- [DIRECTION]: Copy out word for word the lines of the data below, starting with the line that contains "Reviewer note: every instance of the embroidered" and going on through the final line of the data.

Named-object pointing data:
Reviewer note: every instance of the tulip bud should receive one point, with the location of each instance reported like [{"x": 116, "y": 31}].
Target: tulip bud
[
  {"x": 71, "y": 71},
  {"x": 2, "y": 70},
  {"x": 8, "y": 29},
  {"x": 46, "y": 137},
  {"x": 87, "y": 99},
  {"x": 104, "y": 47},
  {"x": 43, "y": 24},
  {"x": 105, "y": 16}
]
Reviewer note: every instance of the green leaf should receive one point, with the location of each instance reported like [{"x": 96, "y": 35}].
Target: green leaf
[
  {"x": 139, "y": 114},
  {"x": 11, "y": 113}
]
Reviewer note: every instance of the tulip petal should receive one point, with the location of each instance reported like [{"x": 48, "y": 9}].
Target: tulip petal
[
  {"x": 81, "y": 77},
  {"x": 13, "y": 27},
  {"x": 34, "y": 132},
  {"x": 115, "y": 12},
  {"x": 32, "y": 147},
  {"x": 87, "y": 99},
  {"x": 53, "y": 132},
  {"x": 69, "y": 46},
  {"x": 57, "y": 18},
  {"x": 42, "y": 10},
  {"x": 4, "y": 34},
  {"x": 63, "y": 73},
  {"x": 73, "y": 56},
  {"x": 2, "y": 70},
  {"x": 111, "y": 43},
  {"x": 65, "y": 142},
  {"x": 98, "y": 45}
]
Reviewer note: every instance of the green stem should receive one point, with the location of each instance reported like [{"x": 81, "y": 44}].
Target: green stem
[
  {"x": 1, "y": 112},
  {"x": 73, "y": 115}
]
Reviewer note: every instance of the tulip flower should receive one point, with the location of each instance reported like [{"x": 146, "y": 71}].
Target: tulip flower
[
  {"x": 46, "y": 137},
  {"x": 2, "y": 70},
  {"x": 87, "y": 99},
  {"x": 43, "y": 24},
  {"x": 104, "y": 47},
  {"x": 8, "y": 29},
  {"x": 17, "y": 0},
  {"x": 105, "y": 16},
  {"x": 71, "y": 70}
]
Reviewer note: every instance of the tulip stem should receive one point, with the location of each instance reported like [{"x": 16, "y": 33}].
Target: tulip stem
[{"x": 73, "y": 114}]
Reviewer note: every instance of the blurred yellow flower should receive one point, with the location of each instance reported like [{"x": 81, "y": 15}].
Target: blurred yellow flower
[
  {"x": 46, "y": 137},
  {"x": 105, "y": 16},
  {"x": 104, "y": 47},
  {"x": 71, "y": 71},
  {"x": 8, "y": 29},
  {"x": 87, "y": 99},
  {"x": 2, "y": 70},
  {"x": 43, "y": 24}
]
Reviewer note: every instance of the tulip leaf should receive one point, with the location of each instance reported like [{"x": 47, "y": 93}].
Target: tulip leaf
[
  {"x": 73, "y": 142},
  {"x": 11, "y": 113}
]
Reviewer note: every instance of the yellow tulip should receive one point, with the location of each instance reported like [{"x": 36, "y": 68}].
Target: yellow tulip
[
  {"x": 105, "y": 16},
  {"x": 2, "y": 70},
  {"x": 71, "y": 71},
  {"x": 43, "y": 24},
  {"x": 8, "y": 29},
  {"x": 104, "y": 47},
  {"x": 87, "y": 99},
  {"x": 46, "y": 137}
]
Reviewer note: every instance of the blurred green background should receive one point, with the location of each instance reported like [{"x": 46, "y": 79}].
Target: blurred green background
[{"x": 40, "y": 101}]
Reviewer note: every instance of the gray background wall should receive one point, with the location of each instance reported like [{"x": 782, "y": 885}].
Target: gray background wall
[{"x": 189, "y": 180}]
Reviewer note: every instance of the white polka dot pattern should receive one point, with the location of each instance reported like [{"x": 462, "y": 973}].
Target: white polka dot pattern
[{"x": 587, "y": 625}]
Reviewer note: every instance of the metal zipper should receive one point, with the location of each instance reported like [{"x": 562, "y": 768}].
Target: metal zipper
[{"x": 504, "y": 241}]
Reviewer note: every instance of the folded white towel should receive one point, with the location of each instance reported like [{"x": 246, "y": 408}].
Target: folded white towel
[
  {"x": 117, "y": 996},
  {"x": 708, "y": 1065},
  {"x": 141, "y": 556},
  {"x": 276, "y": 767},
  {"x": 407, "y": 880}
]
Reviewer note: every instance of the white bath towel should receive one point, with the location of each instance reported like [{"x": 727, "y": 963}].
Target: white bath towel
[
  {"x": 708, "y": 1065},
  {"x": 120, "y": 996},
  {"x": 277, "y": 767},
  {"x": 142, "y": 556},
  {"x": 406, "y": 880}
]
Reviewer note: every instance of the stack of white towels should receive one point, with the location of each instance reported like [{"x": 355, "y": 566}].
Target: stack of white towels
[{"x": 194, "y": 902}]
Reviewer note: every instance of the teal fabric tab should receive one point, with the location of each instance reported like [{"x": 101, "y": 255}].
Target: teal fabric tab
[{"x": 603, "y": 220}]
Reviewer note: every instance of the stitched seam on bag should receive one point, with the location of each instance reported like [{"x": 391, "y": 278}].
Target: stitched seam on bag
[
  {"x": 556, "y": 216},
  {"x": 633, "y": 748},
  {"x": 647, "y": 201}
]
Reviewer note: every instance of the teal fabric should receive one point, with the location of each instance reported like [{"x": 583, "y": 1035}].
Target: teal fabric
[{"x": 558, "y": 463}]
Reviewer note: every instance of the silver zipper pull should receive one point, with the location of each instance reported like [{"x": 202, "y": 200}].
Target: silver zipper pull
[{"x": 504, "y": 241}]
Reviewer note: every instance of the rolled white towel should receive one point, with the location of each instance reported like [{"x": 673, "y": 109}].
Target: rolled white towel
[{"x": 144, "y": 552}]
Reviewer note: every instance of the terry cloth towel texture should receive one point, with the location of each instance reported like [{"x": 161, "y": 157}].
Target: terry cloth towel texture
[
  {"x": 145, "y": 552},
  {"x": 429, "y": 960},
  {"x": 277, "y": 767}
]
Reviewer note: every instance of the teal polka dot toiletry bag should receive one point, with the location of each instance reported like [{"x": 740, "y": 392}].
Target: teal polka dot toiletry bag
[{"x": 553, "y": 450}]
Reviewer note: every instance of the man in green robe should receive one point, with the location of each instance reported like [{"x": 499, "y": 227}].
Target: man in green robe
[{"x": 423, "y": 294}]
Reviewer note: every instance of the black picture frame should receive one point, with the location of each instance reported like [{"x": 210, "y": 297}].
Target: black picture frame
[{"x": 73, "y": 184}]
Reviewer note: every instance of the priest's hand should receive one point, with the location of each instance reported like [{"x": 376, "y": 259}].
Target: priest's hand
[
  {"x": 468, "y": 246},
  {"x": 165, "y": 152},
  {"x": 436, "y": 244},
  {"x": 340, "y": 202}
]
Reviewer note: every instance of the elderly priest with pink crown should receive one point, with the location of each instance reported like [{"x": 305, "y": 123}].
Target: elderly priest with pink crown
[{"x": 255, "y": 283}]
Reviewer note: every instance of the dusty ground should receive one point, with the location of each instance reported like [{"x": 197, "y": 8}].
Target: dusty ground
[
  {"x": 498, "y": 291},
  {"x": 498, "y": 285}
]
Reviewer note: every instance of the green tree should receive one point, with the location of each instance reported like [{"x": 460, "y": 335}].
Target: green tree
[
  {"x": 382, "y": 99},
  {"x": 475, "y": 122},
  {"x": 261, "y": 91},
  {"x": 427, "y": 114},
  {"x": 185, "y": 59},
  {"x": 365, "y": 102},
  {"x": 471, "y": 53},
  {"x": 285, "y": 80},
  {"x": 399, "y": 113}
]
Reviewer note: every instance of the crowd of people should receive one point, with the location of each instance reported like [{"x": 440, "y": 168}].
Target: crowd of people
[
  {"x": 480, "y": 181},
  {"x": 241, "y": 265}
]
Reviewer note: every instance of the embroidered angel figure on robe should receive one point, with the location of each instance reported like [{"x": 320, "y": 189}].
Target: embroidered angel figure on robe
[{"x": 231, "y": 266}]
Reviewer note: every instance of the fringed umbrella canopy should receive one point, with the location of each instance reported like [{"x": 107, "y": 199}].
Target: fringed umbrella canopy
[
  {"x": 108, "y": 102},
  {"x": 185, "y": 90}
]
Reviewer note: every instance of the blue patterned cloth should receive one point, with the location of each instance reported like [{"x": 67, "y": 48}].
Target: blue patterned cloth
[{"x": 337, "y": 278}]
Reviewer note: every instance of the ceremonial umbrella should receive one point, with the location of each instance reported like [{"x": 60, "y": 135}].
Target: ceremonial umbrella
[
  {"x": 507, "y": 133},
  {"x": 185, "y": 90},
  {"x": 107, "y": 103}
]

- [REPLY]:
Reviewer note: every instance of the embroidered angel figure on robe should receive one point, with the location of each instance reported like [{"x": 320, "y": 189}].
Target: embroidered angel figure on robe
[{"x": 231, "y": 266}]
Reviewer note: every instance of the fringed umbrella canopy should receive one point, with the location of each instance reported like [{"x": 107, "y": 199}].
Target: fringed umbrella canopy
[
  {"x": 108, "y": 102},
  {"x": 185, "y": 90}
]
Reviewer note: every instance of the blue patterned cloth should receive one point, with the location of each instance reported like [{"x": 67, "y": 48}].
Target: blue patterned cloth
[{"x": 337, "y": 278}]
Reviewer note: every instance of the ceremonial umbrella should receive one point, with the location of each instance reported like [{"x": 60, "y": 135}].
Target: ceremonial umbrella
[
  {"x": 507, "y": 133},
  {"x": 185, "y": 90},
  {"x": 107, "y": 103}
]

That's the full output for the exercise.